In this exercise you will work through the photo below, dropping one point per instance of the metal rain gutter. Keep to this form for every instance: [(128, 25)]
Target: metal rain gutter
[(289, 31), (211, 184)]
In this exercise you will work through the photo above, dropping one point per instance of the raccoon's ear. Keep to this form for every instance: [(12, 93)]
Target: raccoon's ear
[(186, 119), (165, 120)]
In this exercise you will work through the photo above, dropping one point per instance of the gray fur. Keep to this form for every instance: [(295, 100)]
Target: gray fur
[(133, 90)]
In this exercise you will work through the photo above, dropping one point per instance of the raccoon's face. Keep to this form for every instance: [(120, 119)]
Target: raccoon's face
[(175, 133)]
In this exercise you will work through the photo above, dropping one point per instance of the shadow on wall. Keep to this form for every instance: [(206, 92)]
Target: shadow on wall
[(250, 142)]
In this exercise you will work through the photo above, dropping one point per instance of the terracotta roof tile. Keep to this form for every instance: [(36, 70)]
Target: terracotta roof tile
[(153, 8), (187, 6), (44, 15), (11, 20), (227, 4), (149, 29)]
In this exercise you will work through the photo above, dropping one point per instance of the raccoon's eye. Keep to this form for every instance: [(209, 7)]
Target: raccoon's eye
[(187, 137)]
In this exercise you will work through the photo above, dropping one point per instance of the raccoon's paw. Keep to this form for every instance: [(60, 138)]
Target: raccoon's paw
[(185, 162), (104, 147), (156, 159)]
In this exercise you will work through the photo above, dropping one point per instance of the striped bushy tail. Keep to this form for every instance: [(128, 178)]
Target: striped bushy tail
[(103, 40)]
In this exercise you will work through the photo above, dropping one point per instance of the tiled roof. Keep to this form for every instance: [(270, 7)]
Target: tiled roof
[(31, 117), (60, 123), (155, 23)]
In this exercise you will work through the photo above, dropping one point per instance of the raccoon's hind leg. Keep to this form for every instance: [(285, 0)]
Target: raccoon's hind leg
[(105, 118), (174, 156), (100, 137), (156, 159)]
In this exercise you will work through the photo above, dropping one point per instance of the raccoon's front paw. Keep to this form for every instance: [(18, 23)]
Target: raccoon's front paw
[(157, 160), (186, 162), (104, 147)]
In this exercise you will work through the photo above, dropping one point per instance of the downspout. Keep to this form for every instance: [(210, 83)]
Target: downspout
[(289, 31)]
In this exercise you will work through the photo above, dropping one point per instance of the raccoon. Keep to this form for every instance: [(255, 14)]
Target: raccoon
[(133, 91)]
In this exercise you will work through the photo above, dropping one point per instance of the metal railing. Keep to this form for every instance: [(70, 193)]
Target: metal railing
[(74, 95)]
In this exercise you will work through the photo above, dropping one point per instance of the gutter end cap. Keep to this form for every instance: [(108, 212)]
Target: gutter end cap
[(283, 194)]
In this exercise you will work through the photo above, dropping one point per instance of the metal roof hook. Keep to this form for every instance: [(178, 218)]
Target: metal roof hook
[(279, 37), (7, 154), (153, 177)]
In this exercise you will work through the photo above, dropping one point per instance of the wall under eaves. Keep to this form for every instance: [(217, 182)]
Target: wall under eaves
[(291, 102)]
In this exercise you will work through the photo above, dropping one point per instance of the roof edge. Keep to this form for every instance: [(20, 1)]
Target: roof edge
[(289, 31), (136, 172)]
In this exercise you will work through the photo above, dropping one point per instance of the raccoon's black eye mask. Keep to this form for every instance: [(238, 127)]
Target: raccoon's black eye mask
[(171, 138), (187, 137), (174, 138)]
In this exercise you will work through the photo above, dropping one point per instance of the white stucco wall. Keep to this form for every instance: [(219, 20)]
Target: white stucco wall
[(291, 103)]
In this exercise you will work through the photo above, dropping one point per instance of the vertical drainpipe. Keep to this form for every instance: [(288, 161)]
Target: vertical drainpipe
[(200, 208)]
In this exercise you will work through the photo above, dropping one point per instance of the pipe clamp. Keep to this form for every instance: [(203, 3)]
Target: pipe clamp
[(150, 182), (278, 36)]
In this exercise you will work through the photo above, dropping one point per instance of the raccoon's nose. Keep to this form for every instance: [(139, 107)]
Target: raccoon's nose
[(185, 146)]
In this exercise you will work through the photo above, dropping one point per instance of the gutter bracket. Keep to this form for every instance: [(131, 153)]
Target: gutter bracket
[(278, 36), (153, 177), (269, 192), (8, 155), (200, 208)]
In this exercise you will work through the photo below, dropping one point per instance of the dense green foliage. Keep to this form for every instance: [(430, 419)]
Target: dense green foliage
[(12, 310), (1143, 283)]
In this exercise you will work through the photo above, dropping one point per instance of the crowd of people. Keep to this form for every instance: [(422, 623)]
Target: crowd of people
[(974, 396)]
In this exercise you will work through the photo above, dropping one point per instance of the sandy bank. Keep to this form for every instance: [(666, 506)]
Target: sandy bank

### [SHORT TASK]
Give the complete listing a second time, exactly as it reads.

### [THE OUTPUT]
In this exercise you will work through the photo below, dropping one point per instance of the metal rain gutter. Keep to this form for every instance: [(128, 25)]
Target: metal rain gutter
[(289, 31), (211, 184)]
In this exercise you will work through the photo above, dropping one point per instance of the raccoon's ear. Keep to this form for every instance: [(12, 93)]
Target: raccoon's ear
[(186, 119), (165, 120)]
In this exercise you will work through the photo above, dropping one point per instance of the gray fur. Keep to this form for every instance: [(295, 100)]
Target: gray fur
[(133, 90)]
In this exercise you will work through the photo above, dropping one point per instance of the raccoon's face. Keep to this form for every instance: [(120, 119)]
Target: raccoon's face
[(175, 133)]
In this exercise you will work through the photo above, dropping one point per instance of the shadow on wall. Keep to this form for every instance: [(206, 92)]
Target: shadow on wall
[(250, 142)]
In this exercise you will work through the photo above, dropping one point per instance of the terracotta roof tile. Keep to this form for every instance: [(36, 70)]
Target: terracotta roof tile
[(153, 8), (187, 6), (44, 15), (11, 20), (227, 4), (149, 29)]
In this exercise you will work through the photo above, dropping one point per instance of the raccoon's eye. Keep to this form for every instance: [(209, 7)]
Target: raccoon's eye
[(187, 137)]
In this exercise you will work through the photo above, dropping one point per instance of the raccoon's paw. Keep to this form for every instance: [(60, 138)]
Target: raccoon's paw
[(185, 162), (104, 147), (156, 159)]
In this exercise you will work through the photo above, dropping one point per instance of the striped bushy tail. Keep to this form for every instance: [(128, 178)]
Target: striped bushy tail
[(103, 40)]
In this exercise you will work through the photo above, dropping one point per instance of the tiled roof. Keep to this form for every instance: [(270, 7)]
Target: tiled roof
[(31, 117), (60, 123), (155, 23)]
In this exercise you will work through the photo above, dropping one point per instance of the raccoon's hind leg. Keep to this form for every instance: [(285, 0)]
Target: raccoon's hind leg
[(105, 118), (174, 156), (100, 137), (156, 159)]
In this exercise you will work through the photo above, dropping one point per instance of the raccoon's front paw. Keep to this form for every instance: [(18, 23)]
Target: raccoon's front paw
[(157, 160), (186, 162), (104, 147)]
In this exercise you will work through the photo above, dropping one point per instance of the downspout. Keep to this form for every instance: [(210, 83)]
Target: downspout
[(289, 31)]
In this exercise you will work through the photo above, dropping one point per instance of the raccoon. Keep to this form for every instance: [(255, 14)]
Target: raccoon
[(133, 91)]
In this exercise you will work through the photo above, dropping one point per instance of the metal railing. Keep to this form for every instance: [(70, 193)]
Target: metal railing
[(74, 95)]
In this exercise you will work through the photo above, dropping one point per instance of the gutter end cap. Keep to this form for every instance: [(108, 212)]
Target: gutter end cap
[(283, 194)]
In this exercise you will work through the photo above, dropping one point per instance of the metal roof hook. Keep to this form for every instance: [(178, 218)]
Target: metal roof hook
[(279, 37), (7, 154), (153, 177)]
In this exercise you will work through the photo above, dropping one point per instance of the wall under eaves. Keep to this form for every instance: [(217, 182)]
Target: wall under eaves
[(291, 102)]
In this exercise you will work through the photo above, dropping one point per instance of the roof edge. Keep to this form for every instance: [(20, 1)]
Target: roof edge
[(289, 31), (136, 172)]
In this exercise you will work through the photo above, dropping one point per instance of the raccoon's black eye mask. Keep to this form for every instance: [(238, 127)]
Target: raccoon's black eye mask
[(171, 138), (187, 137), (174, 138)]
In this exercise you will work through the photo above, dropping one point per instance of the white stucco wall. Keep to this form for every instance: [(219, 20)]
Target: white stucco wall
[(291, 103)]
In this exercise you will work through the photo above, dropping one point per instance of the vertical drainpipe. Keep to this form for every instance: [(288, 161)]
Target: vertical drainpipe
[(200, 208)]
In this exercise you will work through the photo above, dropping one point per instance of the pipe clamp. Keep to this form for every instance: [(203, 3)]
Target: pipe clamp
[(150, 182), (278, 36)]
In this exercise you will work through the photo above, dropping one point per instance of the raccoon's nose. Keep to this form for every instance: [(139, 107)]
Target: raccoon's nose
[(185, 146)]
In this exercise you will work through the photo above, dropping one point per instance of the gutter bracket. Keep to this form for every instance: [(131, 153)]
Target: gutter bracket
[(278, 36), (153, 177), (269, 192), (8, 155), (200, 208)]
In this exercise you will work through the photo below, dropping one point per instance of the dense green foliage. Keep to this form for every instance: [(430, 419)]
Target: dense green foliage
[(12, 310), (1143, 283)]
In this exercise you will work through the photo above, dropping one point per instance of the crowd of people. Keep to this form for every instance: [(422, 623)]
Target: crowd of people
[(974, 396)]
In this exercise you will work through the photo above, dropping one point per instance of the sandy bank. Keep to this form for every instance: [(666, 506)]
Target: sandy bank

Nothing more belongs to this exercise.